=== Source ===

“If world is already talking about it, then it’s already obsolete.” -Donald Knuth
Let’s start with the most offensive ones
** Rolls Up Sleeves **
- Artificial Intelligence and Machine Learning are NOT BUZZ WORDS
- Linear Classifiers are NOT, I repeat NOT, substitutes of Deep Learners.
- If you use something that was outdated a few years ago and are shamelessly satisfied with it, then you are NOT a Data Scientist or Data Science Researcher.
- Doing a Tutorial does NOT mean you have mastered or even understood all the underlying concepts.
History of AI in Nutshell
** Classic Generation Gap **
- Wave 1 : AI is a vague concept, it’ll never work. So AI was hard coded.
- Wave 2 : AI is possible but it won’t be able to handle complex tasks for ages. So Stats and Probability formed the bases of our AI.
- Wave 3 : AI is the future and future is here. Continuous, Deep, and Generalised Learning is capable of handling specific tasks as good as humans.
Most Startups are still stuck on Wave 1 and Wave 2 and propagate that these are good enough to deliver the all the Intelligence.
I am sorry, those learners aren’t even intelligent in true sense.
Why does this problem exist?
When it comes to machine learning we usually define our capabilities over a task that was built for learners a decade ago. We Don’t even bother to come up with Something New, Something Original. We usually make little optimisations on predefined methods.
Where do we go wrong?
Until we are able to achieve accuracy more than an average human, the problem cannot be called trivial, the solutions become trivial. Only after we are able to out perform a human in terms of accuracy, we can call a solution, accurate enough. Gain through optimisations is small but gain through leaps (New Concept whole-together) can be (Usually is!) huge.
The most cliche problem in NLP is Sentiment Analysis of Tweets.
Ironically we are nowhere near human Accuracy!
Most of us still use algos like naive bayes or some of us get high just by using word vectors.
This is actually a small part of much bigger problem, which is information retrieval from small text.
Good solution is not so straight forward. As we need to extend the information! We do that by creating not only word vectors but also by creating additional character vectors and paraphrase vectors.
What does Information Extension look like?
A simple sentence like “The Year was 1947 !!” holds a lot of information iff we extend the information about each word and the source.
- Here the writer is the source. The writer is an Indian and India got independence in 1947. So as an Indian this year holds positive sentiment for me.
- The two exclamation marks show I am overwhelmed by sentiment, saying that sentence.
- The word ‘Year’ is used in title format (only first char is in upper case) which is contrary to it’s placement with respect to the sentence (only first words or proper nouns are in title format). This means the emphasis is on ‘year’.
Beautiful! Isn’t it? :’)
The Real Beauty of Machine Learning is the ability to solve much much more complex tasks that have not even been defined yet (general intelligence).
Word2Vec was revolutionary and RNN was Revolutionary. Notice I used past tense? Because they are already mainstream. Yet most of us are going to spend years simply using them, barely understanding why they work.
Without understanding the real reason for an algorithm’s effectiveness, we can not come up with a much better alternative/optimization.

===

- **Requirements**:
1. From the machine learning piece, output word for word the passage that begins at the words "- If you use" and stops after the words "all the Intelligence.".
2. Answer yes or no to whether each statement agrees with the machine learning piece, and quote the words from it that settle each one: (a) In Wave 2, stats and probability were the basis of AI. (b) Sentiment analysis of tweets has come close to human accuracy. (c) Linear classifiers can stand in for deep learners.
The material that comes next has no connection to the machine learning piece.

=== Stored records ===

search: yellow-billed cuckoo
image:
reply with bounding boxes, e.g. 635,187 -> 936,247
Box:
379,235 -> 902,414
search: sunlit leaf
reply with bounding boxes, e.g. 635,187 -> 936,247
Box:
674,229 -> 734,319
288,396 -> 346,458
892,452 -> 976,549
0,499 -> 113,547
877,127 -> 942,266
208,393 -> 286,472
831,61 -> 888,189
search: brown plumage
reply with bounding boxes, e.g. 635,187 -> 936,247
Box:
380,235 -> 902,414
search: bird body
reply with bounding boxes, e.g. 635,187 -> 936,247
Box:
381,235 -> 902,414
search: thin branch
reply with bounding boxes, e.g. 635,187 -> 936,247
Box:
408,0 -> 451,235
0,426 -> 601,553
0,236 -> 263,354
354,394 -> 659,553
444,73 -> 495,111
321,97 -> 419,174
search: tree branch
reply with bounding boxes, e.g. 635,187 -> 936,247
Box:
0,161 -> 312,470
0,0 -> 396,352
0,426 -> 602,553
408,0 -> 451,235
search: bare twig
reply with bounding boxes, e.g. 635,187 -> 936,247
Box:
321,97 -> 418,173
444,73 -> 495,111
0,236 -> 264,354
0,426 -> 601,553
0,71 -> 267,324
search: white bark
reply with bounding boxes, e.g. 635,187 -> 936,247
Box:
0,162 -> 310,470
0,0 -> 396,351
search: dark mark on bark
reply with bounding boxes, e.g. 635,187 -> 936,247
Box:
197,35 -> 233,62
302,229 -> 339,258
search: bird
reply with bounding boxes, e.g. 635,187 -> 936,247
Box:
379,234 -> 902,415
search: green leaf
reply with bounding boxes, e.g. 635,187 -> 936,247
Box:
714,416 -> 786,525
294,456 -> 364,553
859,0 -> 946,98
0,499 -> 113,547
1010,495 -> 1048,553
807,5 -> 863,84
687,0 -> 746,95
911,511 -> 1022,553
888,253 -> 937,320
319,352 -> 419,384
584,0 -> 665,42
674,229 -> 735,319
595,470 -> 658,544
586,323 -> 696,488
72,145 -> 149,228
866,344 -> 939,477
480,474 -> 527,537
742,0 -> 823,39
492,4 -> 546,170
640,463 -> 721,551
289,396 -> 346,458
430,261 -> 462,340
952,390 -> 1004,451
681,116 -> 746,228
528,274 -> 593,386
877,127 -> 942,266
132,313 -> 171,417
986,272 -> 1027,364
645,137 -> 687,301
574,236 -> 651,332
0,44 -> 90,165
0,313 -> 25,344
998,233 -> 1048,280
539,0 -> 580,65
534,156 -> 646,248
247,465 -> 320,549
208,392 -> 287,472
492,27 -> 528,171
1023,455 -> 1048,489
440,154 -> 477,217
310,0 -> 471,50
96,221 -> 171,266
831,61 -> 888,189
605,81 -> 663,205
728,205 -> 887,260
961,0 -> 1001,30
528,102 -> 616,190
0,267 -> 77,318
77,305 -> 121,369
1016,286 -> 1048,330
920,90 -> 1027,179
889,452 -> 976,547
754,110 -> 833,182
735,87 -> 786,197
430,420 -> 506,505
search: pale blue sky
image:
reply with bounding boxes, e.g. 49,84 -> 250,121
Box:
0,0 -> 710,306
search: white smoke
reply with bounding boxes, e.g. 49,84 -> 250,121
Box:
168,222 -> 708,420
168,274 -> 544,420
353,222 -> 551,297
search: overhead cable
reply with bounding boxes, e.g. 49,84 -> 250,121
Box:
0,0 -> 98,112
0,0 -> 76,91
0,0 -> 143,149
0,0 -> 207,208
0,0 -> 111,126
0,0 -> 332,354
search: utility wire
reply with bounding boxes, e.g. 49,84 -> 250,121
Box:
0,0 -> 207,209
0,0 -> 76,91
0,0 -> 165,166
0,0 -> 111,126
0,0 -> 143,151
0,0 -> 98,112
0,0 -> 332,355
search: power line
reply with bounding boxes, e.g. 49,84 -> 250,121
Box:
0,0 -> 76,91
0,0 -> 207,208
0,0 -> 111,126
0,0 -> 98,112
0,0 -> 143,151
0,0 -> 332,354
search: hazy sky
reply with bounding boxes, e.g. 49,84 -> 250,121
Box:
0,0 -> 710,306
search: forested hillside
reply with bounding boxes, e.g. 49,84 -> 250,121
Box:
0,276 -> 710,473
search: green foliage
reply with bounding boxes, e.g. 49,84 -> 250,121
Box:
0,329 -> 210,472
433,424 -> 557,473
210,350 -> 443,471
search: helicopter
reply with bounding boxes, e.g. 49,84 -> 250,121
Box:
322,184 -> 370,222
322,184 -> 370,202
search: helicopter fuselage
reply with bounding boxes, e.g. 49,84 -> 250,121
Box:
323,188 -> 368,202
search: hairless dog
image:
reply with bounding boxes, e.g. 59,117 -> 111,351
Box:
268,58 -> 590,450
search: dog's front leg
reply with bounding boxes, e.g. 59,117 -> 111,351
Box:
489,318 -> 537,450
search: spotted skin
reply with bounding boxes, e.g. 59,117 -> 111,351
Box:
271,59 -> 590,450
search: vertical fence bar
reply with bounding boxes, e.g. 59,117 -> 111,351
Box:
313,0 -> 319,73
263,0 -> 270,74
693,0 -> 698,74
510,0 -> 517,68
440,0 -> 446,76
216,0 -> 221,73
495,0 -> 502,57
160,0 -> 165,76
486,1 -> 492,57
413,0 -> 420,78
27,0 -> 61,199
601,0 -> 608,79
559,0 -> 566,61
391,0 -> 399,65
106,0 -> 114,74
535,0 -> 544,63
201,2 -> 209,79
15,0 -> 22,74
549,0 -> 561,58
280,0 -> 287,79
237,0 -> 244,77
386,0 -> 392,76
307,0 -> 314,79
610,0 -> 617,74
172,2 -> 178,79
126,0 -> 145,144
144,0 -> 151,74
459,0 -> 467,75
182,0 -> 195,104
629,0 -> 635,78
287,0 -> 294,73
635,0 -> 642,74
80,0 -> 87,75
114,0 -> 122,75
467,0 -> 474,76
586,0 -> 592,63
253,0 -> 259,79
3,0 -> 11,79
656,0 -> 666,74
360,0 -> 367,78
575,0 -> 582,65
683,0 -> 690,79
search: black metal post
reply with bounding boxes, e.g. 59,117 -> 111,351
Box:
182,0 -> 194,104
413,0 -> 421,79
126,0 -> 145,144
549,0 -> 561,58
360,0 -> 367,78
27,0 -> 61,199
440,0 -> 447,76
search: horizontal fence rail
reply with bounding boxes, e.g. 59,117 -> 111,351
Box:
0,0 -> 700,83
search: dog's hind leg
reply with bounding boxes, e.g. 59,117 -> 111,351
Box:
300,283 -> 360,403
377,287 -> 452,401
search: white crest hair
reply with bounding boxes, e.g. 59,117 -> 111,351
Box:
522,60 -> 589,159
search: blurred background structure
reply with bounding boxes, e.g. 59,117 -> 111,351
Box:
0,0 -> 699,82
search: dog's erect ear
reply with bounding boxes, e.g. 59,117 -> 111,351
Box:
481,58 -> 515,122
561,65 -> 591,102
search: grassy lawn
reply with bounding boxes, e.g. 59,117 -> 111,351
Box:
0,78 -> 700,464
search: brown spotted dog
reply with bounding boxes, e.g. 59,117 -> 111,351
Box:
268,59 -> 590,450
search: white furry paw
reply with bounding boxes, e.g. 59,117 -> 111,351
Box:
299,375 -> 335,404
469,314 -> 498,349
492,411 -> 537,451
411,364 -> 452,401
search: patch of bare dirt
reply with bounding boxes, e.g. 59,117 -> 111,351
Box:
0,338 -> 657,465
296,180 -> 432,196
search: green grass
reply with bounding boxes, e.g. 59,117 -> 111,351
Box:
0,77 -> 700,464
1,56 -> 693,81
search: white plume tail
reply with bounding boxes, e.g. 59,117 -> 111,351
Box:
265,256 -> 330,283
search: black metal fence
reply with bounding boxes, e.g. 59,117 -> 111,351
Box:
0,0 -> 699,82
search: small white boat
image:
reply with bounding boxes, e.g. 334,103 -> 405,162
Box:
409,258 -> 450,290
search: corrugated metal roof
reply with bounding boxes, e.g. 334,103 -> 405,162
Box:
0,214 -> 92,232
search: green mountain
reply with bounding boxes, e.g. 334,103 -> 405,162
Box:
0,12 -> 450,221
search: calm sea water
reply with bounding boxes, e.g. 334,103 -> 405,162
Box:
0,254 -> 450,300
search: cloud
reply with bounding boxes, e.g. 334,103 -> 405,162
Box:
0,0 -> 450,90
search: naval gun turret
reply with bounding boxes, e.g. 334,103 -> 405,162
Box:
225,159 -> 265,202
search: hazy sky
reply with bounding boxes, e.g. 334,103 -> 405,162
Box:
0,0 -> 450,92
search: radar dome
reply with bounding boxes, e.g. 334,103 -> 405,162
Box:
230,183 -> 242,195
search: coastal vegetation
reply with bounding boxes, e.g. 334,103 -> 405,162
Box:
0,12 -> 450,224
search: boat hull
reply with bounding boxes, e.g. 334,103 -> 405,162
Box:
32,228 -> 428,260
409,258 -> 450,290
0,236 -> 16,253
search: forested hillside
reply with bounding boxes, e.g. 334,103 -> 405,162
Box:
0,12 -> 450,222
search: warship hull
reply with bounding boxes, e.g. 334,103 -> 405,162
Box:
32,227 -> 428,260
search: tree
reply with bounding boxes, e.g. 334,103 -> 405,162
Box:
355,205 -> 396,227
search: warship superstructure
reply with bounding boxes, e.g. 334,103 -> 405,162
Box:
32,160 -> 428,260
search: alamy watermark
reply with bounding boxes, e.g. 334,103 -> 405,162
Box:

===

- **Solutions below**:
1.
- If you use something that was outdated a few years ago and are shamelessly satisfied with it, then you are NOT a Data Scientist or Data Science Researcher.
- Doing a Tutorial does NOT mean you have mastered or even understood all the underlying concepts.
History of AI in Nutshell
** Classic Generation Gap **
- Wave 1 : AI is a vague concept, it’ll never work. So AI was hard coded.
- Wave 2 : AI is possible but it won’t be able to handle complex tasks for ages. So Stats and Probability formed the bases of our AI.
- Wave 3 : AI is the future and future is here. Continuous, Deep, and Generalised Learning is capable of handling specific tasks as good as humans.
Most Startups are still stuck on Wave 1 and Wave 2 and propagate that these are good enough to deliver the all the Intelligence.

2.
(a) Yes: "So Stats and Probability formed the bases of our AI."
(b) No: "Ironically we are nowhere near human Accuracy!"
(c) No: "Linear Classifiers are NOT, I repeat NOT, substitutes of Deep Learners."